(Dataset excerpt)
----
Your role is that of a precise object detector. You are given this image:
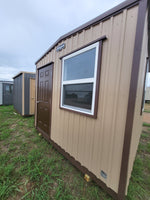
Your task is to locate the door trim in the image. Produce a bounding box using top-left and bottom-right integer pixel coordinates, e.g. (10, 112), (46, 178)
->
(35, 62), (54, 140)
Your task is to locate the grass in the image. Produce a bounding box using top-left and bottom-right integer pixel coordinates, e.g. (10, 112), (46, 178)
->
(0, 106), (150, 200)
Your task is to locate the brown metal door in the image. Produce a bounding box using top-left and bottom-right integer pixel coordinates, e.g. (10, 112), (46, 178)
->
(37, 64), (53, 139)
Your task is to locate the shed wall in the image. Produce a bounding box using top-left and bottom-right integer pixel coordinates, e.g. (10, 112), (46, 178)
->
----
- What to work on -
Copy out every row above word for word, omitting the pictures.

- Written response -
Your role is that of a precise object detector. You are given this image:
Your task is to locate the door trim in the image. Produce a bounding box using top-left and bottom-right integer pixel coordinates, e.g. (10, 112), (46, 178)
->
(35, 62), (54, 140)
Your task is to locate the grass in the image. Produce a bounding box using top-left and bottom-right integer pixel coordinates, e.g. (10, 112), (46, 178)
->
(0, 106), (150, 200)
Your task is to locate the brown metal door in the image. Produce a bounding box using top-left and bottom-right integer pixel coordinates, e.g. (10, 112), (46, 178)
->
(37, 64), (53, 139)
Your task is to locate the shed wall in the image. Produce a bounding box using top-left and bottom-right integer pixel coordinates, e.g. (10, 112), (46, 178)
->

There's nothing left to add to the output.